Given text
........

Friday, 13 November 2009
Running a business is hard. a good money making business is really hard. It involves spinning many plates. To think that you can open doors and watch money roll in, is both naive and plain stupid. Like a good relationship, it takes work, stamina and patience. Ok, I am one of the least patient people on the planet. i can see my friend Jane holding her index finger up and orbiting the others around her hand while saying, "Henry, Universe!" People do not like change, when it happens they grow
scared and start to panic. Not all change is bad. This simply means things are evolving. Sometimes working with people takes work. Again, I am one of the least people friendly people on the planet. I say this cause, lets be honest the human race sucks at times. I hurt a friends feelings because I said that I believe that world poverty would never be a abolished. Sure on paper it sounds great and nice, but a infra-structure is in place that means that before anything can be done the structure it's self would have to change completely. Unfortunately, this is where the problem lies. Those whom hold big business also impact the laws and stupid regulations that are foisted upon us.
So at the shop I never stop thinking about my business. It is said that a man thinks of sex 6 seconds. Well a business owner thinks of money every 12 seconds. To me money is simply a means. It will not solve my problems and not make me feel better, or give me a hug when I need one most. No money is simply a tool for me. I use it for my shop and my life, and my shop is my baby. Not only am I married to my partner, I am married to my shop. I have fired people, been accused of being a slave driver, a miser, unjust, unfair and even uncooperative. Sure thats they way it looks from that side of the fence. What most don't under stand is that the placement of things to build a business are many. Just because I leave work does not mean I'm done for the day. Administrative decisions must be made all the time on my part and for the post part I try and be fair and ethical.
I have to remove my self from the situation and look at it from another point of view. To place special preference over one individual would not be fair to the other two. To try and encourage someone is also a task. Sometimes it is disheartening when you place a compliment on someone only for them to knock it with a viewpoint that lacks any kind of general enthusiasm or even zeal. In tattooing you have to take the sour with the sweet, and I have in many shapes and forms during the course of my business. To make someone understand what it is I am doing to fair across the board can cause them a little dismay for no apparent reason. There is nothing personal, this is business and I too have fallen short at times of this, but over all it was my decision making that got me to this point. There are times I wish I had a recorder to tape every time someone fucking complained about work or it's slow. Yet I can choose to work every day if I wanted to but I don't. There are two sides to every story and view points. All my decisions are based on a diplomatic process, for the greater good. If they choose to personalise it. Well that is a tar baby they will have to contend with themselves, because it's nothing against them. But I have reached a breaking point where I am done trying to muster the encouragement and build the enthusiasm for these types of people, because it is a false sense of security to them. Success is built on the pillars of failure, and I have fucked up a lot to know better. This job has to make room for artistic ego of course, yet I will not be placed into a arena where I am supposed to show preferential treatment to one and not the other. IT's not right nor fair and would only cause friction and resentment.

........

Provided information
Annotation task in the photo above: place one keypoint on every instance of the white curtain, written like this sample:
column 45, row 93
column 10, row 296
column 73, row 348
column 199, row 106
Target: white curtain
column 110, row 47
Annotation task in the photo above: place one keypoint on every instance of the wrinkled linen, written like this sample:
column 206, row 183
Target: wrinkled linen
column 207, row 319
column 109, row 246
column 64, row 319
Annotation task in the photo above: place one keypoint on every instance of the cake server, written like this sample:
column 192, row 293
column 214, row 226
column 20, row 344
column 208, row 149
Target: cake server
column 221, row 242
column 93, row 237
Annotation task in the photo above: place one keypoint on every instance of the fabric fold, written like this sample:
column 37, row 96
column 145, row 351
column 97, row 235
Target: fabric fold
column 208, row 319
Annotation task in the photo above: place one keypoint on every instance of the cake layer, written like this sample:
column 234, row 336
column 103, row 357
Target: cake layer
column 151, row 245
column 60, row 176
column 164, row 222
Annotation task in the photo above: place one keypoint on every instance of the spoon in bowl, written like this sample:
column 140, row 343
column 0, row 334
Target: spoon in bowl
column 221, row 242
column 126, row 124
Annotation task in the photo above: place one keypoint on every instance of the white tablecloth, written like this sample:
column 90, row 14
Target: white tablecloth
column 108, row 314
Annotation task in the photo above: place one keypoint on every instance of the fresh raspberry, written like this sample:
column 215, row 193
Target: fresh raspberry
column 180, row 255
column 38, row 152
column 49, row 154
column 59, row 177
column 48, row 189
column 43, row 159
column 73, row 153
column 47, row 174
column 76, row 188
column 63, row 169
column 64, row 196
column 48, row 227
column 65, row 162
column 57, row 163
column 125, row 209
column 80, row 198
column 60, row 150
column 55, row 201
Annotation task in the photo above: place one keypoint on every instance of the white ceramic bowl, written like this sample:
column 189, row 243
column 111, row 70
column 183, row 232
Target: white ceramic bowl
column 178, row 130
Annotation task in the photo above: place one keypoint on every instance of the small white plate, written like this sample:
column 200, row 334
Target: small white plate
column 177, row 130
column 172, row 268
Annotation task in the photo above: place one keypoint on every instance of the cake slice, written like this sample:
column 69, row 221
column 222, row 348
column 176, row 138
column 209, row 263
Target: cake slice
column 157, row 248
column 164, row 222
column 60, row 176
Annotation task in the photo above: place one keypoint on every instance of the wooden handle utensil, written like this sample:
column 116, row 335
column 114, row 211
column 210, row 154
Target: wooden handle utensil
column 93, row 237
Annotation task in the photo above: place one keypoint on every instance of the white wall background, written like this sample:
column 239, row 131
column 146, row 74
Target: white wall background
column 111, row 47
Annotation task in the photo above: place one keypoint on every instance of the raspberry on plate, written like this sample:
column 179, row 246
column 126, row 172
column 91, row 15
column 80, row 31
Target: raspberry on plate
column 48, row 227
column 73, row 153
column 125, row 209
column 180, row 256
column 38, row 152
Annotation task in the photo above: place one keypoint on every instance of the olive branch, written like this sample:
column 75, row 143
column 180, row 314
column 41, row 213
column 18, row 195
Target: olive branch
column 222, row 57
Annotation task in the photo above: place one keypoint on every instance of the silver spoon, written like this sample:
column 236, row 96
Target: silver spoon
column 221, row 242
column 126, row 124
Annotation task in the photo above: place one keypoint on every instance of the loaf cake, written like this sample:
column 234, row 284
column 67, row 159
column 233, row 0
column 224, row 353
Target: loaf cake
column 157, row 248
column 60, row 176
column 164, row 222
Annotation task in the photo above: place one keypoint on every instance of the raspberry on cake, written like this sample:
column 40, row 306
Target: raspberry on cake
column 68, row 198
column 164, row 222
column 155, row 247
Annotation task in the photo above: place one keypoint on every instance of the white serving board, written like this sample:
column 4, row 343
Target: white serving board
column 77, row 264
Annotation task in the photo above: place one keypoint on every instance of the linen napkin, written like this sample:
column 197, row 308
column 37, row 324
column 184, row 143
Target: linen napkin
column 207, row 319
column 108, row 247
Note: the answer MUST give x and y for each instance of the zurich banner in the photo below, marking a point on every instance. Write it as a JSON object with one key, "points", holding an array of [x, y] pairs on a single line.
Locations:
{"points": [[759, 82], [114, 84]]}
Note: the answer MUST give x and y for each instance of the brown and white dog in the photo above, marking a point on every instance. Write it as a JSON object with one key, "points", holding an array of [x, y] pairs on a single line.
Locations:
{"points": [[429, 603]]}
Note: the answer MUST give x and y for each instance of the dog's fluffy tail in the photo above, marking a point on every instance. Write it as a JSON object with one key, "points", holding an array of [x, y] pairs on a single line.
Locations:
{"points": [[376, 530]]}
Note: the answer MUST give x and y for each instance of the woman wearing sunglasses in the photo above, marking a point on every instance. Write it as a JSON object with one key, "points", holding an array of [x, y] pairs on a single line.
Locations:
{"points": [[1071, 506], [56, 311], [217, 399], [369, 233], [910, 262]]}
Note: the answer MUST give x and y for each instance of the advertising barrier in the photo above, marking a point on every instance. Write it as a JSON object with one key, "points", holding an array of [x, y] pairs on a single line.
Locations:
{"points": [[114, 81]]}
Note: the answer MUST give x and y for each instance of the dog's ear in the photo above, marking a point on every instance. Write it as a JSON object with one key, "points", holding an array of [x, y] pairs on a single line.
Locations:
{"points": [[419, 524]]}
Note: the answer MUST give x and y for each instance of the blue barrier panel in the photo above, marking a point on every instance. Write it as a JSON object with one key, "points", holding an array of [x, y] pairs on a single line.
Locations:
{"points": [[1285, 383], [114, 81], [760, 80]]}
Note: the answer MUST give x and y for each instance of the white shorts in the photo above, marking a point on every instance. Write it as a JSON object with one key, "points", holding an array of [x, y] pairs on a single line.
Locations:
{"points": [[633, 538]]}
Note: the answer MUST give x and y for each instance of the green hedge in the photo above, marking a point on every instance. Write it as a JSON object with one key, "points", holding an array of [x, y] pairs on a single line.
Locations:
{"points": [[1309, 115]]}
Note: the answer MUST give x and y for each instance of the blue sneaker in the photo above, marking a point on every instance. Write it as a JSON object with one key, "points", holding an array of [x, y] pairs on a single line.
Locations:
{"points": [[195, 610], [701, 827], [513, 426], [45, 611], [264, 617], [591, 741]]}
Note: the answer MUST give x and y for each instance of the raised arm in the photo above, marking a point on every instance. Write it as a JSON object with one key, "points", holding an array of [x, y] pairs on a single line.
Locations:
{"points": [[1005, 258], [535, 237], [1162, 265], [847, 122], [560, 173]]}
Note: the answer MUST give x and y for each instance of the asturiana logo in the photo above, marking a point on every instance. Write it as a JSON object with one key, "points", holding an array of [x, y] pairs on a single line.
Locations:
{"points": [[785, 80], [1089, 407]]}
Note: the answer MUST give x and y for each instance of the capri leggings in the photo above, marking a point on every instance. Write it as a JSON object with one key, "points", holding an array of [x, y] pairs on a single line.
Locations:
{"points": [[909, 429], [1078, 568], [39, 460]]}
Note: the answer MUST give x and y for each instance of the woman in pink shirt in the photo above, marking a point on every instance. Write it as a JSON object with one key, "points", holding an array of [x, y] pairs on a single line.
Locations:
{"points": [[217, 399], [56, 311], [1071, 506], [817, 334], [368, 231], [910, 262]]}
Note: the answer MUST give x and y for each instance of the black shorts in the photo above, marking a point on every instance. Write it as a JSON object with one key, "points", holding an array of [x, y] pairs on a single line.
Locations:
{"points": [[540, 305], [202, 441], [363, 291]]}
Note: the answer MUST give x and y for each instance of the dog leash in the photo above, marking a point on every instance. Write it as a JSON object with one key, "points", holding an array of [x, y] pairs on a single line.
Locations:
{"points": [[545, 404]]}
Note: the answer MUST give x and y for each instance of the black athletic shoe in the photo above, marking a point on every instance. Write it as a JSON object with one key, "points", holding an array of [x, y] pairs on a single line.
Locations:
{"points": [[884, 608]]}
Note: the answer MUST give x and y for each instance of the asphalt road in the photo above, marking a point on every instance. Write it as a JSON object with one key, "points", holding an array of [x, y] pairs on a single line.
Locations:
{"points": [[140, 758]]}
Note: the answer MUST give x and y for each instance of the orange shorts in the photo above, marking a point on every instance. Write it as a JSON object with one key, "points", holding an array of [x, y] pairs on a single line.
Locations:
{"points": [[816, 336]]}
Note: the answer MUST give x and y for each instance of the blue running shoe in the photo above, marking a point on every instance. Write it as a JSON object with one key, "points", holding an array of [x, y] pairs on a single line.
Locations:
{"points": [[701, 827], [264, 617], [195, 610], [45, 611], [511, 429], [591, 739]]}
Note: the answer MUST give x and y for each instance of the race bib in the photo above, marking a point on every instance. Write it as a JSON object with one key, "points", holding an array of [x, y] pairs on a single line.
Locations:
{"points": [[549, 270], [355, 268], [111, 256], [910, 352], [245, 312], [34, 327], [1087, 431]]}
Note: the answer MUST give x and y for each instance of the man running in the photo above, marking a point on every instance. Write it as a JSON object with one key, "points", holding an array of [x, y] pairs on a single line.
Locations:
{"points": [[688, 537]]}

........

Required action 1
Please copy the post on running a business word for word, starting at "So at the shop" and ending at "fair and ethical.".
Required action 2
In the post on running a business, how often does a business owner think of money?

Your solution 1
So at the shop I never stop thinking about my business. It is said that a man thinks of sex 6 seconds. Well a business owner thinks of money every 12 seconds. To me money is simply a means. It will not solve my problems and not make me feel better, or give me a hug when I need one most. No money is simply a tool for me. I use it for my shop and my life, and my shop is my baby. Not only am I married to my partner, I am married to my shop. I have fired people, been accused of being a slave driver, a miser, unjust, unfair and even uncooperative. Sure thats they way it looks from that side of the fence. What most don't under stand is that the placement of things to build a business are many. Just because I leave work does not mean I'm done for the day. Administrative decisions must be made all the time on my part and for the post part I try and be fair and ethical.

Your solution 2
Every 12 seconds.